● **Exercise directions**
Repeat the data exactly, with every line included.

● **Material for this task**

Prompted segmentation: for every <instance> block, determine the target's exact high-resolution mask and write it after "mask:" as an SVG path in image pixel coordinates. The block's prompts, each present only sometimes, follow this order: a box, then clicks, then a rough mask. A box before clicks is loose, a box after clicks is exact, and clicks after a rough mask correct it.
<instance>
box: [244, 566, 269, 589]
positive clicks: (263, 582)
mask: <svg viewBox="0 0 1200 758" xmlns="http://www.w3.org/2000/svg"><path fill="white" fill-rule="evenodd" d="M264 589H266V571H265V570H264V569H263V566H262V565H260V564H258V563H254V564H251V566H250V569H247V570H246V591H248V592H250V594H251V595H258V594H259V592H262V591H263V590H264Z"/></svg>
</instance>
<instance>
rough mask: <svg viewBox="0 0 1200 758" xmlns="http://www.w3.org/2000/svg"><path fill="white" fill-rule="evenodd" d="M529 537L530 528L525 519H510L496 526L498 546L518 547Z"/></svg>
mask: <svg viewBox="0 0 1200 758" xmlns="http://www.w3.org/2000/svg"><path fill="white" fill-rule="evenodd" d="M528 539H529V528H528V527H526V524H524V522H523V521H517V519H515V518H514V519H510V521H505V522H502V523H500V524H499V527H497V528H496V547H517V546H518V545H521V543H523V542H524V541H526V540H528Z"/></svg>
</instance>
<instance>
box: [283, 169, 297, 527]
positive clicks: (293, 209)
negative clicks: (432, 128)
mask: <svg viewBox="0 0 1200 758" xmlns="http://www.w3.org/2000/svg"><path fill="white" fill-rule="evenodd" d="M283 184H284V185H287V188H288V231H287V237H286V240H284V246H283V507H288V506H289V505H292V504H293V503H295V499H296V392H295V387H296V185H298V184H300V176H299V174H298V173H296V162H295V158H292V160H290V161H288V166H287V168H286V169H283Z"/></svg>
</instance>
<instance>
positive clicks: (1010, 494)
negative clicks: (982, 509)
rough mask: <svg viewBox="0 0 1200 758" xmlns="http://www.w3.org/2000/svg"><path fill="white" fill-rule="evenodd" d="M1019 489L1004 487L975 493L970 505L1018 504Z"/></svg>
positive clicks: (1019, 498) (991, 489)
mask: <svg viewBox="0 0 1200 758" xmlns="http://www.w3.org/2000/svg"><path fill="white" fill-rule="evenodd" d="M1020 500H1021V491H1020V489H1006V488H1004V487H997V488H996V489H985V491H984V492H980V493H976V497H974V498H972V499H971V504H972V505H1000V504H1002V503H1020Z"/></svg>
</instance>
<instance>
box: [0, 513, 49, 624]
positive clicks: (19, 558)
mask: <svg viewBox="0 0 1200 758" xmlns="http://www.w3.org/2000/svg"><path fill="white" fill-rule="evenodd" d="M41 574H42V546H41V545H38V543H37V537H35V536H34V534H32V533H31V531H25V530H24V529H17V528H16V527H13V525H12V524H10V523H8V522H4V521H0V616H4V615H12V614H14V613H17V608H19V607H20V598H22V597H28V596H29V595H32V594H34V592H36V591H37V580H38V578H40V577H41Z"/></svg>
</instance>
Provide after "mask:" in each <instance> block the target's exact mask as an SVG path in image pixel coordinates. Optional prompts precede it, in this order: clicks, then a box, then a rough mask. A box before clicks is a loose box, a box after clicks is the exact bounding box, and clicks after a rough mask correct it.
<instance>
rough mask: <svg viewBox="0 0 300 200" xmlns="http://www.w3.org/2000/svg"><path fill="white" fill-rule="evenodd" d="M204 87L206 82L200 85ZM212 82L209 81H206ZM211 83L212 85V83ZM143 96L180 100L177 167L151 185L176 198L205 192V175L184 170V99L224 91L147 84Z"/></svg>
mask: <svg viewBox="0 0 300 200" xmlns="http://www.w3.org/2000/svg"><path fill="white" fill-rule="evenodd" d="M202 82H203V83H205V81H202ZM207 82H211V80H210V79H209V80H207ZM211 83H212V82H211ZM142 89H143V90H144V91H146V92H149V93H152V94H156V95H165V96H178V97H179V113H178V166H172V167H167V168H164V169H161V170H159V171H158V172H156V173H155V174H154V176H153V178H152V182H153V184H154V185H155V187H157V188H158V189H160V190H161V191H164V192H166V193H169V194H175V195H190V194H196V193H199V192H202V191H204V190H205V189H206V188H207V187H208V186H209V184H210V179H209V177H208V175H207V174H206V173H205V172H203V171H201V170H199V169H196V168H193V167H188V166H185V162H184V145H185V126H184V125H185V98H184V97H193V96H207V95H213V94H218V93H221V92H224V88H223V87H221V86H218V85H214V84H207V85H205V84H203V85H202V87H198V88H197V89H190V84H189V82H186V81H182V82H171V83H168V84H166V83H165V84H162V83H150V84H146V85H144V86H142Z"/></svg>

● **Written solution**
Prompted segmentation: for every <instance> block, determine the target's exact high-resolution mask and write it after "mask:" as an SVG path in image pixel coordinates. The block's prompts, each present only sometimes, follow this order: a box, then clicks, then a rough mask. A box before clicks is loose, a box after clicks is exact, and clicks after a rough mask correct it.
<instance>
box: [244, 566, 269, 589]
positive clicks: (263, 582)
mask: <svg viewBox="0 0 1200 758" xmlns="http://www.w3.org/2000/svg"><path fill="white" fill-rule="evenodd" d="M264 589H266V571H265V570H264V569H263V566H262V565H260V564H258V563H254V564H251V566H250V569H247V570H246V591H248V592H250V594H251V595H258V594H259V592H262V591H263V590H264Z"/></svg>
</instance>
<instance>
rough mask: <svg viewBox="0 0 1200 758" xmlns="http://www.w3.org/2000/svg"><path fill="white" fill-rule="evenodd" d="M529 537L530 528L525 519H510L496 526L498 546L518 547Z"/></svg>
mask: <svg viewBox="0 0 1200 758" xmlns="http://www.w3.org/2000/svg"><path fill="white" fill-rule="evenodd" d="M528 539H529V528H528V527H526V524H524V522H523V521H517V519H515V518H514V519H510V521H505V522H502V523H500V524H499V527H497V528H496V547H517V546H518V545H521V543H523V542H524V541H526V540H528Z"/></svg>
</instance>
<instance>
box: [283, 169, 297, 527]
positive clicks: (293, 209)
negative clicks: (432, 128)
mask: <svg viewBox="0 0 1200 758" xmlns="http://www.w3.org/2000/svg"><path fill="white" fill-rule="evenodd" d="M283 184H284V185H287V188H288V231H287V237H286V240H284V246H283V507H288V506H289V505H292V504H293V503H295V499H296V392H295V387H296V185H298V184H300V176H299V174H298V173H296V162H295V158H292V160H290V161H288V166H287V168H286V169H283Z"/></svg>
</instance>
<instance>
positive clicks: (1010, 494)
negative clicks: (982, 509)
rough mask: <svg viewBox="0 0 1200 758" xmlns="http://www.w3.org/2000/svg"><path fill="white" fill-rule="evenodd" d="M1019 489L1004 487L975 493L970 505L1018 504Z"/></svg>
positive clicks: (1019, 498) (991, 489)
mask: <svg viewBox="0 0 1200 758" xmlns="http://www.w3.org/2000/svg"><path fill="white" fill-rule="evenodd" d="M1020 500H1021V491H1020V489H1006V488H1004V487H997V488H996V489H985V491H984V492H980V493H976V497H974V498H972V499H971V504H972V505H1000V504H1002V503H1020Z"/></svg>
</instance>
<instance>
box: [0, 513, 49, 624]
positive clicks: (19, 558)
mask: <svg viewBox="0 0 1200 758" xmlns="http://www.w3.org/2000/svg"><path fill="white" fill-rule="evenodd" d="M41 574H42V546H41V545H38V543H37V537H35V536H34V534H32V533H31V531H25V530H24V529H17V528H16V527H13V525H12V524H10V523H8V522H4V521H0V616H4V615H12V614H14V613H17V608H19V607H20V598H22V597H28V596H29V595H32V594H34V592H36V591H37V580H38V578H40V577H41Z"/></svg>
</instance>
Provide after "mask:" in each <instance> block the target's exact mask as an SVG path in image pixel coordinates. Optional prompts precede it, in this order: clicks, then a box, then a rough mask. A box before clicks is a loose box, a box after clicks is the exact bounding box, and clicks after a rough mask correct it.
<instance>
rough mask: <svg viewBox="0 0 300 200" xmlns="http://www.w3.org/2000/svg"><path fill="white" fill-rule="evenodd" d="M204 87L206 82L200 85ZM212 82L209 81H206ZM211 83L212 85V83ZM143 96L180 100L177 167L151 185L176 198L205 192V175L184 170V99L224 91L147 84Z"/></svg>
mask: <svg viewBox="0 0 300 200" xmlns="http://www.w3.org/2000/svg"><path fill="white" fill-rule="evenodd" d="M202 82H203V83H205V81H202ZM207 82H211V80H210V79H209V80H207ZM211 83H212V82H211ZM142 89H143V90H144V91H146V92H149V93H152V94H156V95H165V96H178V97H179V113H178V166H172V167H167V168H164V169H161V170H159V171H158V172H156V173H155V174H154V176H153V178H152V182H153V184H154V185H155V187H157V188H158V189H160V190H161V191H164V192H166V193H169V194H175V195H190V194H196V193H199V192H202V191H204V190H205V189H206V188H207V187H208V186H209V184H210V179H209V177H208V175H207V174H206V173H205V172H203V171H201V170H199V169H196V168H193V167H188V166H185V162H184V145H185V126H184V125H185V98H184V97H193V96H207V95H213V94H218V93H221V92H224V88H223V87H221V86H218V85H214V84H207V85H205V84H203V85H202V87H198V88H197V89H190V84H189V82H186V81H182V82H171V83H168V84H166V83H165V84H162V83H150V84H146V85H144V86H142Z"/></svg>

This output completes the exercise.